Task data:
____
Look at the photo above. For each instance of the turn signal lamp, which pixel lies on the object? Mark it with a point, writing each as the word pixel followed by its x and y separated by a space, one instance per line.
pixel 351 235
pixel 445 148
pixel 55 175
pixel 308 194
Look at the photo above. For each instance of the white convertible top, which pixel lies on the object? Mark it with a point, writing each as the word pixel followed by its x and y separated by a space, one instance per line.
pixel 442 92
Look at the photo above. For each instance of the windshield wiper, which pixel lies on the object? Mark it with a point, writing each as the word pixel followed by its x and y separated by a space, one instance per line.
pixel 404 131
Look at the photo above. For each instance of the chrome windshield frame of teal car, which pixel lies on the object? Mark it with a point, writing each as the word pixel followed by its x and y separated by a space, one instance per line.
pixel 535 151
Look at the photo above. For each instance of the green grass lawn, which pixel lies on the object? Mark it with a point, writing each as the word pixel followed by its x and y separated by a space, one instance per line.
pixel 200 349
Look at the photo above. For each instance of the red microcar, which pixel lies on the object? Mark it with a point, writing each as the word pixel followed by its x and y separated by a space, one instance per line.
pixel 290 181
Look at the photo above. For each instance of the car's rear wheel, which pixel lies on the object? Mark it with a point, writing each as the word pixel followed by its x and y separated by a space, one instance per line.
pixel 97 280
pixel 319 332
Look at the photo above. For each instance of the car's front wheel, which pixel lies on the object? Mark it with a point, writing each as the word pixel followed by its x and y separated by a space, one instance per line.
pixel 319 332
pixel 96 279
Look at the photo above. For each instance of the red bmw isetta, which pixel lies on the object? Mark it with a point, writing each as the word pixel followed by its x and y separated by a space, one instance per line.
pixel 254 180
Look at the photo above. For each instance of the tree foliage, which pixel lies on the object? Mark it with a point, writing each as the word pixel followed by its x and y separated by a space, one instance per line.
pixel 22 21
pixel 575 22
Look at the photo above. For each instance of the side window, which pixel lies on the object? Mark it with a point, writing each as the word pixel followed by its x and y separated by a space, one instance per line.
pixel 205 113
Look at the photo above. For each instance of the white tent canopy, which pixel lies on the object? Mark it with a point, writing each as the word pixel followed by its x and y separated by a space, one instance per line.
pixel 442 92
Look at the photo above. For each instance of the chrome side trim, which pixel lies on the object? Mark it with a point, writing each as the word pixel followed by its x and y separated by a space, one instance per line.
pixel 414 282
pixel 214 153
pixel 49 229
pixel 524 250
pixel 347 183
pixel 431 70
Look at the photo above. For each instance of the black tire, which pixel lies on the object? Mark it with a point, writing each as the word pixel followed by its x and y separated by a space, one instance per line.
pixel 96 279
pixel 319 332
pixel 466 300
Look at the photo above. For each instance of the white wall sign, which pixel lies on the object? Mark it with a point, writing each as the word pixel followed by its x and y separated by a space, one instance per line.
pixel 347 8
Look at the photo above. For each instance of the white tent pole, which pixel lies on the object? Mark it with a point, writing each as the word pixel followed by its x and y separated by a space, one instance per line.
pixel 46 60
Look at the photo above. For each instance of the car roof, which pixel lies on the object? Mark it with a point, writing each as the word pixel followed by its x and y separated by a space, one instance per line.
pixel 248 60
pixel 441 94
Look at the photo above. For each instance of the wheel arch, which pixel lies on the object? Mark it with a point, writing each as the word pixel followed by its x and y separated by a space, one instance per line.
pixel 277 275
____
Exercise objective:
Rewrite the records from the line that has "the white wall" through the line that has "pixel 46 60", keeping the requests as they are. Scale each pixel coordinate in the answers by 0.4 and round it to a whole number, with halves going up.

Task output:
Look at the photo above. For each instance of the white wall sign, which pixel lies on the object? Mark it with a point, writing each as the word pixel followed by its x and y separated by a space, one instance per line.
pixel 139 3
Look at the photo above. For each instance of the white tent pole, which pixel lies on the object? Mark it with a point, writing each as the word pixel followed by its x and y separated by a space, one instance per line.
pixel 18 24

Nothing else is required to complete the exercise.